(Location annotation dataset excerpts)
════════
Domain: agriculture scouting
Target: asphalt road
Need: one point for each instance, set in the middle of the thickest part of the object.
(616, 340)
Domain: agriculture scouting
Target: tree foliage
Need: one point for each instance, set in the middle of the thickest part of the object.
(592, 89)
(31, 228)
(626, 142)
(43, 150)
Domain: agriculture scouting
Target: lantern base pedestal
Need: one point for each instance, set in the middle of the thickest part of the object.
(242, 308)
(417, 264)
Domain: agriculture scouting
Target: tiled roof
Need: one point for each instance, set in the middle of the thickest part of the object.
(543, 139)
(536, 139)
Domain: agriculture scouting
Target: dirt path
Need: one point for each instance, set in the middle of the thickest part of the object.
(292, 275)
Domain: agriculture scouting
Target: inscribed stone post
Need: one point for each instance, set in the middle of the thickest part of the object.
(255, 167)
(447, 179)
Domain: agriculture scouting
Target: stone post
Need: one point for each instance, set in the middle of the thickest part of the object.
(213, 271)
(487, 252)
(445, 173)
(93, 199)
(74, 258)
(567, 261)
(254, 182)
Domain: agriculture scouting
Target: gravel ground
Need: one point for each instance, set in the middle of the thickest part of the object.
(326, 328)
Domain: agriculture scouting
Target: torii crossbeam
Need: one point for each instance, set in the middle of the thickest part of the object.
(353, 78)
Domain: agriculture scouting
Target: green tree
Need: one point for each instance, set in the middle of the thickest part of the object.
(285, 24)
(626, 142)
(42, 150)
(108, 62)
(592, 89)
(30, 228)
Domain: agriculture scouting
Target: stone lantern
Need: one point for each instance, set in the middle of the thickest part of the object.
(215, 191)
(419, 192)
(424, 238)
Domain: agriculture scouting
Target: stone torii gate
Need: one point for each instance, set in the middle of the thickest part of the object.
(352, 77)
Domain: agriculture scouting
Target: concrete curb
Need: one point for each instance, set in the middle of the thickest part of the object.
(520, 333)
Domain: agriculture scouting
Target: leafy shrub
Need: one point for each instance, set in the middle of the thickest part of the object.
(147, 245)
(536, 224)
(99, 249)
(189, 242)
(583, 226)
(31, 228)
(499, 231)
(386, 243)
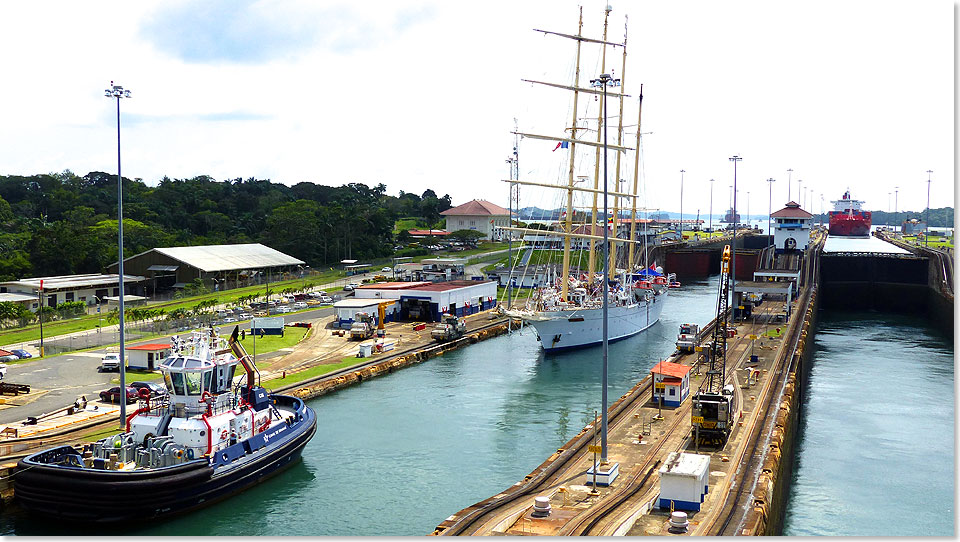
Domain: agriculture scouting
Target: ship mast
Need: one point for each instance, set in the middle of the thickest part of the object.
(636, 176)
(616, 199)
(573, 135)
(596, 166)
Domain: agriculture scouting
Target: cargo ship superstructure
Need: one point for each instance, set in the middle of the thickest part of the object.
(848, 219)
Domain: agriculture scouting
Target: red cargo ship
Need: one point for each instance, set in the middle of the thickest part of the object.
(848, 217)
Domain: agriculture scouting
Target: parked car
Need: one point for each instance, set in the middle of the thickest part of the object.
(109, 362)
(156, 390)
(113, 394)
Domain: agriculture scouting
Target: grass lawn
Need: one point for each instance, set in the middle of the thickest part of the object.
(272, 343)
(311, 372)
(62, 327)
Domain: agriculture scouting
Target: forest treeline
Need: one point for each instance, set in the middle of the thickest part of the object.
(62, 223)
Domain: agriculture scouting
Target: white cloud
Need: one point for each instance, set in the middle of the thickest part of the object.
(423, 95)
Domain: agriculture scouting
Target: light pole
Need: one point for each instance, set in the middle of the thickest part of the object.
(99, 313)
(926, 228)
(682, 171)
(896, 189)
(116, 91)
(748, 208)
(711, 207)
(604, 81)
(770, 182)
(789, 179)
(733, 260)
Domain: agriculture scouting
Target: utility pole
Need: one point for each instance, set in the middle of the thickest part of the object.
(770, 182)
(711, 207)
(896, 190)
(789, 179)
(733, 260)
(926, 228)
(604, 81)
(682, 171)
(117, 91)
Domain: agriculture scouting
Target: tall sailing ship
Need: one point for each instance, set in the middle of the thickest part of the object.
(567, 311)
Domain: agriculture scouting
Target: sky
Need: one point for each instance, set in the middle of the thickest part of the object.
(424, 95)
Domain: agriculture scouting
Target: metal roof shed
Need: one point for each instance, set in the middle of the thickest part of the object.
(684, 480)
(219, 265)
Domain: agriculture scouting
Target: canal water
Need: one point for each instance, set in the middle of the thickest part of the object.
(396, 455)
(875, 453)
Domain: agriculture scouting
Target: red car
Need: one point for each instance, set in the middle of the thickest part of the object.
(113, 394)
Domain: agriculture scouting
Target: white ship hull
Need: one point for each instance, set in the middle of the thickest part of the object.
(567, 329)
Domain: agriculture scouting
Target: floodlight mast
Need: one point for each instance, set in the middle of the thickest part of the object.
(118, 92)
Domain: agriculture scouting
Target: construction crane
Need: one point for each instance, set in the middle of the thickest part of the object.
(714, 403)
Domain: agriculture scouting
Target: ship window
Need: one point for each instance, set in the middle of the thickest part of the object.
(177, 383)
(193, 383)
(207, 379)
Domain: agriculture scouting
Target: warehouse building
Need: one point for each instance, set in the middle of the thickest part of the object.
(427, 301)
(347, 309)
(220, 267)
(91, 289)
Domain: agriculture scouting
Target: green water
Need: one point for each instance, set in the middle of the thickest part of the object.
(396, 455)
(875, 454)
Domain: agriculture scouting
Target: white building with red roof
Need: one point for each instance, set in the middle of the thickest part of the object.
(671, 383)
(478, 215)
(792, 227)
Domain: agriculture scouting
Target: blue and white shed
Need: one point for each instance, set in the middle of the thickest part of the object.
(684, 481)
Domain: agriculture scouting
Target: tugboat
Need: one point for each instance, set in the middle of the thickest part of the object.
(848, 218)
(203, 442)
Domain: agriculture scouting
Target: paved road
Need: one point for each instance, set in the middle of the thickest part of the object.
(68, 376)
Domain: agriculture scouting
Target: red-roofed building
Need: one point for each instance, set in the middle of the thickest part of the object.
(671, 382)
(478, 215)
(791, 229)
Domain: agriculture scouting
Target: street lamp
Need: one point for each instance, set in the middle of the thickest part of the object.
(604, 81)
(116, 91)
(733, 263)
(682, 171)
(926, 228)
(896, 189)
(711, 207)
(770, 182)
(99, 313)
(789, 179)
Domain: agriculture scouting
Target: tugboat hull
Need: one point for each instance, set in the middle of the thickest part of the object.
(73, 493)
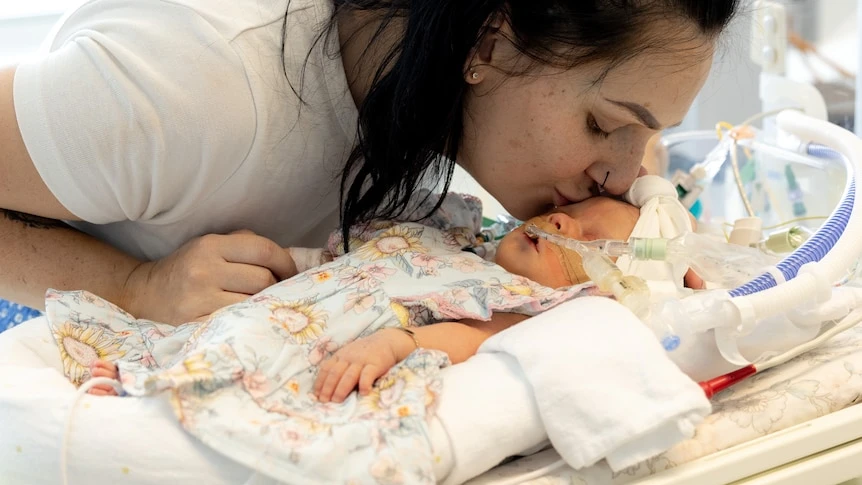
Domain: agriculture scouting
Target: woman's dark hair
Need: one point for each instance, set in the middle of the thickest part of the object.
(411, 121)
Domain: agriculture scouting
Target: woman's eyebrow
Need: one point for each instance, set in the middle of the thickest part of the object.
(640, 112)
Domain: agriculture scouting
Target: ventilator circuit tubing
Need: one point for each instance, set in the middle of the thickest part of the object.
(827, 254)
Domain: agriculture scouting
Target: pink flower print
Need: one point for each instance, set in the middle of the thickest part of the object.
(467, 265)
(378, 271)
(365, 278)
(387, 472)
(256, 383)
(322, 349)
(93, 299)
(148, 361)
(360, 302)
(260, 299)
(390, 394)
(427, 264)
(458, 238)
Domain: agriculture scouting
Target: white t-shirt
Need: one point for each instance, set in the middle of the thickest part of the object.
(160, 120)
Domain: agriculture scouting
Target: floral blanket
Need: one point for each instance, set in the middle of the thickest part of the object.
(241, 381)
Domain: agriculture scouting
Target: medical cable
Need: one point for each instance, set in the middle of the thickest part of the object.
(67, 431)
(538, 473)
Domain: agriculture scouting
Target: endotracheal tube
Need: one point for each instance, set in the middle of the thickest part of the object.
(712, 260)
(630, 291)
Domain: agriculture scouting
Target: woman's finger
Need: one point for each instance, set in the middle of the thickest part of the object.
(256, 250)
(247, 279)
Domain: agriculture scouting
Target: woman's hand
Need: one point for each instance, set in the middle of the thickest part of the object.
(205, 274)
(361, 362)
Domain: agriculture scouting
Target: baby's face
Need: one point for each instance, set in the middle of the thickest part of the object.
(538, 260)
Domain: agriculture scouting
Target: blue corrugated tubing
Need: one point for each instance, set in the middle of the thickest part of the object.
(818, 245)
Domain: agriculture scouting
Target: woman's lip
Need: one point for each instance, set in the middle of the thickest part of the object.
(560, 200)
(532, 242)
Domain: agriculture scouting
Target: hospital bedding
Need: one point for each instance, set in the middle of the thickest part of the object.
(823, 381)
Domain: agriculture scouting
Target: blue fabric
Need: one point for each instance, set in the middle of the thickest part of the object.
(12, 314)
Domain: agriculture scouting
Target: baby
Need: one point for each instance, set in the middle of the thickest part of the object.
(364, 360)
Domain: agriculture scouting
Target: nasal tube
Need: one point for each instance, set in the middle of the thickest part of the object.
(631, 291)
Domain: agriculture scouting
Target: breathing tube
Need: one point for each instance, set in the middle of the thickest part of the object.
(810, 271)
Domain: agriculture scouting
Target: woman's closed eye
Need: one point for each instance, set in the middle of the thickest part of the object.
(594, 127)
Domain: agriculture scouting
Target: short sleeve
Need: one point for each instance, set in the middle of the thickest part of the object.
(139, 110)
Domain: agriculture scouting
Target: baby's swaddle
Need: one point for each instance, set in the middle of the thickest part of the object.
(241, 380)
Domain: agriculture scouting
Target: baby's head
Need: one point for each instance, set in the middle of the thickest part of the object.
(542, 262)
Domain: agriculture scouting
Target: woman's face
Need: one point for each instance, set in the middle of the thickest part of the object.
(551, 137)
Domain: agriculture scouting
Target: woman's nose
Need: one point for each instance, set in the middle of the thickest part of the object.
(618, 178)
(562, 222)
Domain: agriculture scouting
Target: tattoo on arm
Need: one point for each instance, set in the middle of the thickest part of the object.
(35, 222)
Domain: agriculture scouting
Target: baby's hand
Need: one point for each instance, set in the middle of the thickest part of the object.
(103, 368)
(361, 361)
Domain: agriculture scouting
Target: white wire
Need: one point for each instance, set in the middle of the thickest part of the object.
(533, 474)
(67, 432)
(846, 323)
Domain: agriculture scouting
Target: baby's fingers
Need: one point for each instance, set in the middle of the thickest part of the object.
(347, 383)
(102, 390)
(333, 376)
(370, 373)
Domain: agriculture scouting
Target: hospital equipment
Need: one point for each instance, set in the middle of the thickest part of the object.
(805, 277)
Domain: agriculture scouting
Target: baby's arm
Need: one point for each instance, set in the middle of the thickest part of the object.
(307, 258)
(363, 361)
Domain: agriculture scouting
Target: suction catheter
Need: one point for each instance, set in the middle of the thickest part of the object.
(788, 289)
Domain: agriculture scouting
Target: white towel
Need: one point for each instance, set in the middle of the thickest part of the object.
(603, 385)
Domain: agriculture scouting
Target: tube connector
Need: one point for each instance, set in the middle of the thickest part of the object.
(823, 283)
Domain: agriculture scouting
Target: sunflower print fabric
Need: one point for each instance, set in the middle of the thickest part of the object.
(241, 381)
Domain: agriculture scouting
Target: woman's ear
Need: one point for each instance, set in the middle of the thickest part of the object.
(483, 54)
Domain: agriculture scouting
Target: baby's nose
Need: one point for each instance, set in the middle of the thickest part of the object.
(562, 222)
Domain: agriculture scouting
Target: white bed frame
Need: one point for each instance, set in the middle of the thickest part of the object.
(823, 451)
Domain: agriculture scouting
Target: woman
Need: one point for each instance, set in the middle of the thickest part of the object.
(189, 141)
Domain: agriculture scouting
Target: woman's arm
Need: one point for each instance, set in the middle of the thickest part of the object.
(36, 253)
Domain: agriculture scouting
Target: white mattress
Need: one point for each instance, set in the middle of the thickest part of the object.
(776, 409)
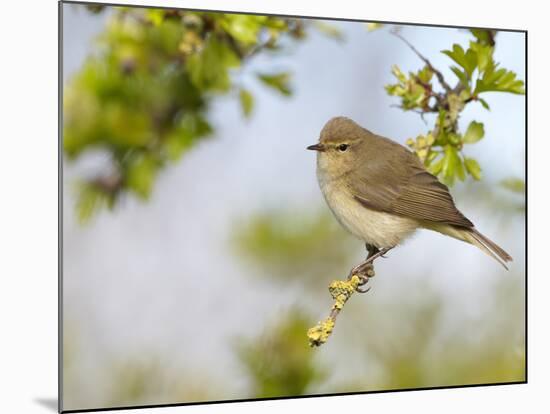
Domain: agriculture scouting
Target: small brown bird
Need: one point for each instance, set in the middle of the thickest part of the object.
(381, 193)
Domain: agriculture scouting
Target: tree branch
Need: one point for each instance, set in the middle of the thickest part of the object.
(437, 73)
(341, 291)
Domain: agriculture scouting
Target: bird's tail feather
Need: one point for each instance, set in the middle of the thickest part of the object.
(472, 236)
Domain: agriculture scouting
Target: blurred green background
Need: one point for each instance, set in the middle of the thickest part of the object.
(198, 248)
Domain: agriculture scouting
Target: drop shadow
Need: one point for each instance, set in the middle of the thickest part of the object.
(49, 403)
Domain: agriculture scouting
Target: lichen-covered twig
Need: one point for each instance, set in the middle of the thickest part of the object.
(341, 291)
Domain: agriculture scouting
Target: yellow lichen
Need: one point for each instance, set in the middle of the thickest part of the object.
(341, 291)
(319, 334)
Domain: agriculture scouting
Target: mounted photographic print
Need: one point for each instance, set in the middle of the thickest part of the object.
(260, 206)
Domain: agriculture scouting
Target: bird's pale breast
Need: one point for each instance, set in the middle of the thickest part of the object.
(377, 228)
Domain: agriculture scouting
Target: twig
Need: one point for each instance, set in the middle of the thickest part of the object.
(341, 291)
(438, 74)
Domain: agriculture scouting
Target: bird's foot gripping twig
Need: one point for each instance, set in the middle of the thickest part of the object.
(341, 291)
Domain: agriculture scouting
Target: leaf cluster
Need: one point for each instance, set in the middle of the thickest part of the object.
(143, 96)
(442, 148)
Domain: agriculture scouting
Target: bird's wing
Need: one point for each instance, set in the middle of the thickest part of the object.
(402, 186)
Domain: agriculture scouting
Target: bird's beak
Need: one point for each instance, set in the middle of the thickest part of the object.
(317, 147)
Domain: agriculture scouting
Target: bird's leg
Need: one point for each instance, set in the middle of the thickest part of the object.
(365, 270)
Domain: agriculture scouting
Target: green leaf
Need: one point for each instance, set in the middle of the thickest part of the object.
(462, 76)
(484, 55)
(499, 80)
(155, 16)
(209, 69)
(425, 75)
(473, 168)
(279, 82)
(474, 132)
(460, 169)
(451, 164)
(247, 102)
(398, 74)
(484, 103)
(483, 36)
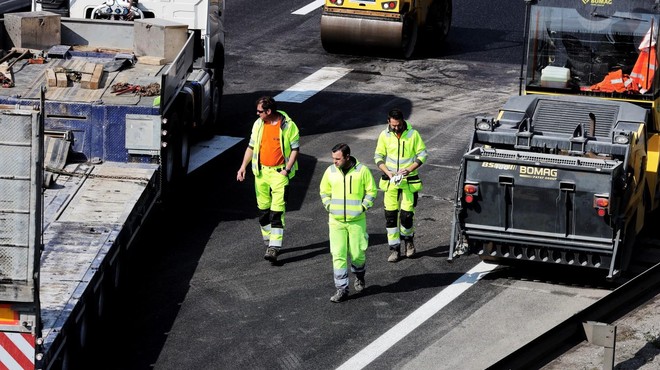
════════
● The problem:
Please collect every line of the data above that contains the word "face". Case counts.

● Solution to the exercise:
Target: baby's face
Target: woman's face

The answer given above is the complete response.